* TASK STATEMENT *
Reproduce the records. Keep every word exact and include no images.

(Dataset entries)

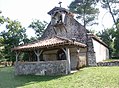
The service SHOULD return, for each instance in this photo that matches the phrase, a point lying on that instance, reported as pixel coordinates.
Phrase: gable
(70, 29)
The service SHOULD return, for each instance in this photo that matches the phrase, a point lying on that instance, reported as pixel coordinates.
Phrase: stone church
(64, 46)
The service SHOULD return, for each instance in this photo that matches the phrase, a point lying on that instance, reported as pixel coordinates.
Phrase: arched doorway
(61, 55)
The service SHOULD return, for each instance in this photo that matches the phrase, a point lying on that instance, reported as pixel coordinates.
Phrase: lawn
(89, 77)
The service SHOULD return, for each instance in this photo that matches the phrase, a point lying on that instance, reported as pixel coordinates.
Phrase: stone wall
(113, 63)
(41, 68)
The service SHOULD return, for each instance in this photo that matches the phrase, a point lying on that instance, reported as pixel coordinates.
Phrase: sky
(26, 11)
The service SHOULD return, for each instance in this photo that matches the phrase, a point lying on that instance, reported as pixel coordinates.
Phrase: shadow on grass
(9, 80)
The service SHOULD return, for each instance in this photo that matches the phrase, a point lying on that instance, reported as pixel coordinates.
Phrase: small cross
(60, 3)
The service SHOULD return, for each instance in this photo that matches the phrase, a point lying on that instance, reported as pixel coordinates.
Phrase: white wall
(101, 52)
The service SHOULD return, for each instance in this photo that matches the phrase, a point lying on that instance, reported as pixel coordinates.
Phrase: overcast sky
(27, 10)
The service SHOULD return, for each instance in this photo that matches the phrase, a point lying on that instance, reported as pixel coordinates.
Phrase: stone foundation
(41, 68)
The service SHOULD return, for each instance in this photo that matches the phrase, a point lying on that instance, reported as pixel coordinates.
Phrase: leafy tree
(108, 35)
(85, 10)
(112, 7)
(14, 35)
(38, 27)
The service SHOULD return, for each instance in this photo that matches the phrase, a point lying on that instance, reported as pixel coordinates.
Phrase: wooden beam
(38, 54)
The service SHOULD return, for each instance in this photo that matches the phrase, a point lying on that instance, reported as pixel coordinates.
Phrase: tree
(38, 27)
(108, 36)
(85, 10)
(14, 35)
(112, 7)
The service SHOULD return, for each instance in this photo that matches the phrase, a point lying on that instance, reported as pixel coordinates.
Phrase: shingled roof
(48, 43)
(98, 39)
(59, 9)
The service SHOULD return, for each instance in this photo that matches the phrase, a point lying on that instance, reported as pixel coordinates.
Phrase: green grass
(90, 77)
(110, 60)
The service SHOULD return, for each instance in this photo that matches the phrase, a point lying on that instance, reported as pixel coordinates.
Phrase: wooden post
(17, 54)
(78, 59)
(68, 59)
(38, 54)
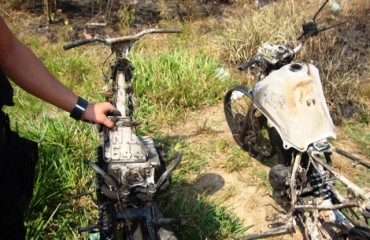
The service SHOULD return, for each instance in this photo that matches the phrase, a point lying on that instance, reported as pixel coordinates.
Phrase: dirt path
(247, 195)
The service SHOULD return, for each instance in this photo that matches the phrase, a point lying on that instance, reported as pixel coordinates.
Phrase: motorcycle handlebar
(248, 64)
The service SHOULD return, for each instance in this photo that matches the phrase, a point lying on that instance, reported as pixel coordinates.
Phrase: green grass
(174, 74)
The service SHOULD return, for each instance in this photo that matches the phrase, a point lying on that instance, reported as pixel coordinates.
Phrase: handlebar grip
(77, 43)
(247, 65)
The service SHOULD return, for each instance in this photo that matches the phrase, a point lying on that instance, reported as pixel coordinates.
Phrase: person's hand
(97, 113)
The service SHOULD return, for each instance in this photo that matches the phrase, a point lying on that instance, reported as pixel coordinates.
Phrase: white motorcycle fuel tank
(293, 101)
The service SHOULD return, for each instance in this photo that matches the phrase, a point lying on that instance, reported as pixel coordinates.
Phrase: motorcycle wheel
(247, 125)
(135, 231)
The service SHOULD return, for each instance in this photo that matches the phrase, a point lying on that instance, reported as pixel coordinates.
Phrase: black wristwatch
(79, 108)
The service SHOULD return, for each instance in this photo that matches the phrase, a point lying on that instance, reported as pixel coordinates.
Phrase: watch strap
(79, 108)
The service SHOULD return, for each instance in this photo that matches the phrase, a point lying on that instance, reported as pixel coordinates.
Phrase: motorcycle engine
(279, 177)
(132, 161)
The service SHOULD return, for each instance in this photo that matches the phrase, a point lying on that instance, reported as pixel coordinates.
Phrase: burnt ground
(248, 195)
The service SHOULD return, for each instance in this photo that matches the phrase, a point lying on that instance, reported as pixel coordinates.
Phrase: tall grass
(173, 75)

* RESULT FOR THIS TASK *
The service SHOULD return, for each instance in this photo that matches the phrase, a point lying on that instance, reported as pixel coordinates.
Phrase: gable
(70, 29)
The service SHOULD return, for each instance in this photo that matches the phrase, a point lying on that instance, reported as pixel coordinates.
Phrase: stone church
(64, 46)
The service SHOULD return, for each instance in this photo that matches the phrase, a point lying on that instance, reported as pixel coordinates.
Phrase: arched doorway
(61, 55)
The service SHOULD return, for each instance in this photo that matches the phrase, a point lying on that instance, reported as pixel coordinates.
Phrase: lawn
(89, 77)
The service SHOULD return, for each instance in this photo that matches the phrase, a point lying on that instance, reported as pixel coordinates.
Phrase: stone wall
(113, 63)
(41, 68)
The service SHOULD return, for each instance in this photo that matches the phrase, a point lying on that instance, reported as pixel coordinates.
Phrase: sky
(26, 11)
The service SHOULD return, for each instance in this photo that matches the phrase, a point lying on that instance, reported as pixel coordinates.
Phrase: shadow on grass
(9, 80)
The service SHOULD return, for each instance in this photo that matches the phrase, a point lying on that instance, reported as pixel coordinates.
Phrase: small cross
(60, 3)
The service SHOULD return, for each instance in this photo that matches the phrase, a point lying on that instance, reported as pixel coordinates.
Phrase: white wall
(101, 52)
The service SHOULD return, for each instance in this photo that matches the phrase, a point lying on that instance, reported as pixel coordinates.
Phrase: overcast sky
(27, 10)
The service SHOULD return, for each instance in this photo that matches the phrase, a point lying on that instance, reported as pixel coordinates.
Phrase: stone foundation
(41, 68)
The service SHOULD return, for each instance in this photo that matches the phrase, a point lying on that instance, reported as pixel coordinates.
Phrase: leafy tree
(108, 35)
(85, 10)
(112, 7)
(14, 35)
(38, 27)
The service SHOULD return, for each instance in this photo that matches the phrase, a point lying on that instance, reported as pixel coordinates.
Phrase: wooden beam
(38, 54)
The service SHOULD return, for each instance in this photo that matches the phrase, a point lying on that instance, reported as pixel coordinates.
Phrase: tree
(38, 27)
(108, 36)
(85, 10)
(14, 35)
(112, 7)
The service SHOULD return, for each instance in this photo that matches the phrase, a point lying on that instance, reported as pixel coordinates.
Phrase: shingled roof
(48, 43)
(98, 39)
(59, 9)
The service SHOULD return, for each instance in this photo that matches the phrase, a point lying on that instance, reported as pixel coordinates.
Phrase: green grass
(90, 77)
(110, 60)
The service SHOULD return, for each instance in this photo that matches the phrase, a point lying on that instance, reported as pixel coordinates.
Phrase: wooden post
(17, 54)
(78, 59)
(68, 59)
(38, 54)
The service SHOULD return, for each instance in this photo that matches the phrase, a point lying on that instance, reported as pixel coordinates.
Phrase: dirt path
(247, 195)
The service SHOULD return, for each instance in this photo that matches the phrase, a point lying on that instance, reported as pixel coordinates.
Phrase: motorcycle handlebar
(248, 64)
The service SHOULD return, for each instance in this photo that matches the phrase, a point lying on that instance, reported as pixel coordinates.
Phrase: green grass
(174, 74)
The service SHOULD return, for each instance in this photo that matches the phrase, a point lying on that instance, reported as pixel coordinates.
Phrase: handlebar grip
(77, 43)
(247, 65)
The service SHOULD return, for each instance in this photo that matches the phrase, a point lying on that instance, reported as pixel coordinates.
Phrase: person's hand
(97, 113)
The service SHOULD return, for each instance in this photo that matches the phrase, a point lying on that instance, reported as pixel coordinates.
Phrase: white motorcycle fuel tank
(293, 101)
The service SHOULD return, for each instance in this photo that matches the phrase, a point lying on that instance, reported as pixel coordinates.
Phrase: motorcycle wheel
(247, 125)
(135, 231)
The service SHOULD return, for each instance in this photo that matches the phrase, a point lying on that instance, reported as pixel coordinates.
Phrase: black wristwatch
(79, 108)
The service SHOULD return, for each instance in this photo that matches the phrase, a point lying on that instance, reported as pixel coordinates.
Phrase: watch strap
(79, 108)
The service SHOULD return, for each instance in this photo that matches the phrase, a point lying on that instance, reported as pixel coordinates.
Phrase: motorcycle engine
(279, 177)
(132, 161)
The service SHOULD return, for each instance in this photo that matches the phrase, a point lying on that instance, reported as pixel coordinates.
Phrase: burnt ground
(248, 195)
The service SHOULD return, for each instance in this photo that matches the phrase, a point lying on that instance, reported as pixel coordinates.
Phrase: tall grass
(173, 75)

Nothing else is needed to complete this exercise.